:: ФРАГМЕНТ ТЕКСТА ::

···

Был такой момент... Это недостойное любопытство, да. Самому Верещагину наверняка глубоко отвратительное. Я знала, что: долгое время Василий Васильевич был женат на немке Элизабет Марии Фишер, которой было всего 15, когда они познакомились в Мюнхене (а ему-то почти 30), которая поехала за ним в Россию и там стала Елизаветой Кондратьевной, и он с ней обвенчался только спустя 12 лет, потому что не жаловал церковных обрядов, и потом они вместе путешествовали по Индии и Тибету, и у них родилась, а потом умерла дочь Клавдия. А потом как-то так очень скупо везде говорится, что с Елизаветой Кондратьевной Верещагин развелся, назначив ей пожизненное содержание, и женился на Лидии Васильевне Андреевской. Которая к тому времени уже родила ему дочь Лидию. Имя еще какое-то заколдованное: эта первая дочь Лидия умерла шестилетней, а через два года родилась девочка, которую тоже назвали Лидией (единственная продолжательница рода, хотя были еще Анна и Василий). Я это прочла на большом стенде, а потом в отделе выставки, где документы, письма и фотографии, увидела сплошную Лидию Васильевну… и только совсем чуточку Елизаветы Кондратьевны: пара писем, где она пишет на старательном ужасном русском, которого, бедная, так и не смогла нормально выучить. И вот она пишет выздоравливающему в госпитале после ранения мужу, что узнала от Стасова, что он собирается опять возвращаться на войну, и ей плохо до невозможности, очень страшно, и его смерти она не переживет, и лучше пусть бы он ее убил, а то совсем нет сил. И ответ мужа, такой спокойный очень, типа, да ладно, чего тут беспокоиться, все нормально будет. Я это прочла и почему-то страшно жалко стало Елизавету Кондратьевну, плюс там дальше этот роман с Лидией Васильевной, и развод, и вообще…

А это как-то совсем не ложилось в уже составленное впечатление о Василии Васильевиче как практически идеальном… ну ладно, пусть просто «настоящем мужчине». И я решила разобраться, что же там было-то. Заранее не без досады решив, что, видимо, наскучила бедная «старая жена», а тут – молодая, опять же, 23 года, а ему-то – 47, и всё заново, а он, как ни крути, ценитель резких перемен и острых переживаний, и что ж, придется с этим примириться, и вообще, какое мне дело, и даже на серебре бывает патина, в общем, всякое такое. Я же, понимаете, успела в Василия Васильевича влюбиться в совершенно романтическом смысле, как в нескольких героев Переса-Реверте влюблена.

···

:: ИЗВЛЕЧЁННЫЕ ЗАПИСИ ::
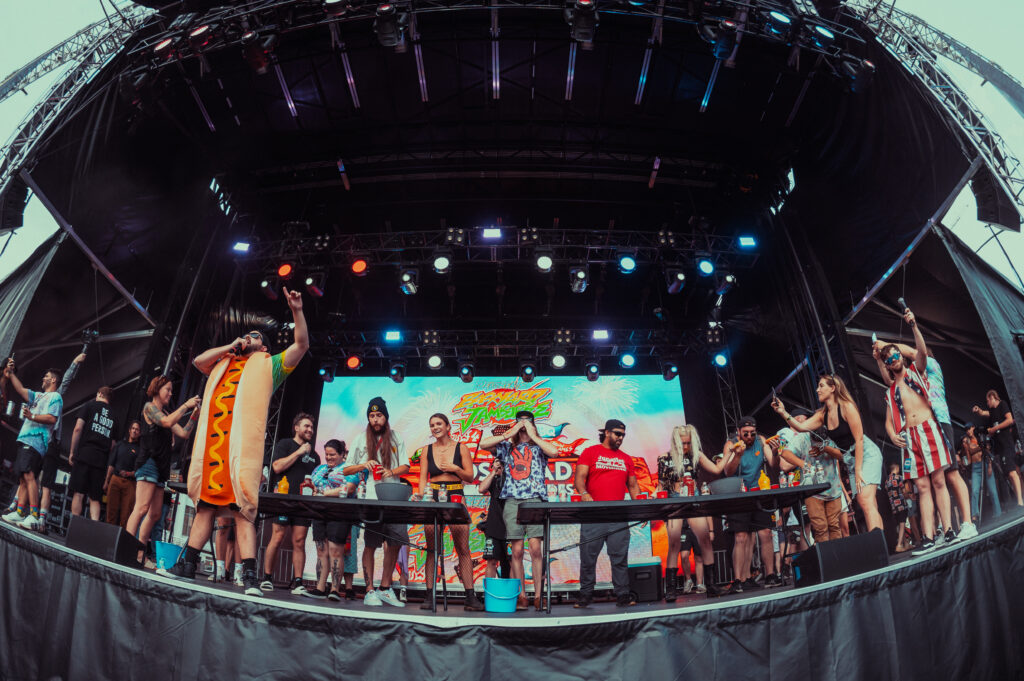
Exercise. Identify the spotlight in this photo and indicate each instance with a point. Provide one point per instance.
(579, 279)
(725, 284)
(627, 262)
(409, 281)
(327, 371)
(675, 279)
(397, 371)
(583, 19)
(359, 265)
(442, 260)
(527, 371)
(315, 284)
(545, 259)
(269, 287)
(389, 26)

···

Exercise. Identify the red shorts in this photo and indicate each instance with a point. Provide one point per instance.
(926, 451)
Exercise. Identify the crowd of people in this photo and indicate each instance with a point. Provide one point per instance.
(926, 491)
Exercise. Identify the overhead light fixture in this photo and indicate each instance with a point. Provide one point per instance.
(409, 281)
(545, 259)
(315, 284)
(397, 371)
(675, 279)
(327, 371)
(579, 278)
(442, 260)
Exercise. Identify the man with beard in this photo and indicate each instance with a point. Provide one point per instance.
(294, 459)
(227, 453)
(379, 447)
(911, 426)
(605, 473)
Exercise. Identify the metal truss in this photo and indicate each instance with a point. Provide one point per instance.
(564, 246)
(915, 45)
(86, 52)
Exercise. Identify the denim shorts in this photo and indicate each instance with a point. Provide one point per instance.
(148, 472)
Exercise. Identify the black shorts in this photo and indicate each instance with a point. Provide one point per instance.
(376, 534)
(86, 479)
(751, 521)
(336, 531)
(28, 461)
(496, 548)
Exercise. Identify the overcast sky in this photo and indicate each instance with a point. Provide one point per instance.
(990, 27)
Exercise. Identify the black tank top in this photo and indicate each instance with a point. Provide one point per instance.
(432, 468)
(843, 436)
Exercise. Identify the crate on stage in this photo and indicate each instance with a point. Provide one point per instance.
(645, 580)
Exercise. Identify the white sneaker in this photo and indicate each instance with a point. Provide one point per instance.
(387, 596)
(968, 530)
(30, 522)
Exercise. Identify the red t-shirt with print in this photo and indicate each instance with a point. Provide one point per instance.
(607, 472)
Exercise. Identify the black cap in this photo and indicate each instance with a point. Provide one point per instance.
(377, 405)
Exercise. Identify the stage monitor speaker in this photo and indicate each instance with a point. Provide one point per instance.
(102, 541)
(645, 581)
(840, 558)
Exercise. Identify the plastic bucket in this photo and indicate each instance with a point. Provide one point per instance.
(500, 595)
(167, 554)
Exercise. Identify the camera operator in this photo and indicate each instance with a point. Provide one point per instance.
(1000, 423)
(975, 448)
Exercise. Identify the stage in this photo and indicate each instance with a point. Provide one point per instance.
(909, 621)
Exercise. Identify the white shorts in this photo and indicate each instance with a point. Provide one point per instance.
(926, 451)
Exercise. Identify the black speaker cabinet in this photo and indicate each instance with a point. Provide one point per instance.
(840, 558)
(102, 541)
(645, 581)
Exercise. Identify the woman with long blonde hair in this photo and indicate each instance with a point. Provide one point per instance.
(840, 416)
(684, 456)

···

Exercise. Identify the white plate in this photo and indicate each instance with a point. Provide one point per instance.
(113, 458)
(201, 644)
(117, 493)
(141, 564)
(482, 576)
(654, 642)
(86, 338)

···

:: ЗАДАНИЯ ДЛЯ ВЫПОЛНЕНИЯ ::
1. Перепишите отрывок из фрагмента о Верещагине, начиная со слов «А это как-то» и далее до слов «героев Переса-Реверте влюблена.», заменив «впечатление» на «представление».
2. На ком, согласно фрагменту о Верещагине, он женился после развода с Елизаветой Кондратьевной?

:: ОТВЕТЫ К ЗАДАНИЯМ ::
1.
А это как-то совсем не ложилось в уже составленное представление о Василии Васильевиче как практически идеальном… ну ладно, пусть просто «настоящем мужчине». И я решила разобраться, что же там было-то. Заранее не без досады решив, что, видимо, наскучила бедная «старая жена», а тут – молодая, опять же, 23 года, а ему-то – 47, и всё заново, а он, как ни крути, ценитель резких перемен и острых переживаний, и что ж, придется с этим примириться, и вообще, какое мне дело, и даже на серебре бывает патина, в общем, всякое такое. Я же, понимаете, успела в Василия Васильевича влюбиться в совершенно романтическом смысле, как в нескольких героев Переса-Реверте влюблена.

2. На Лидии Васильевне Андреевской.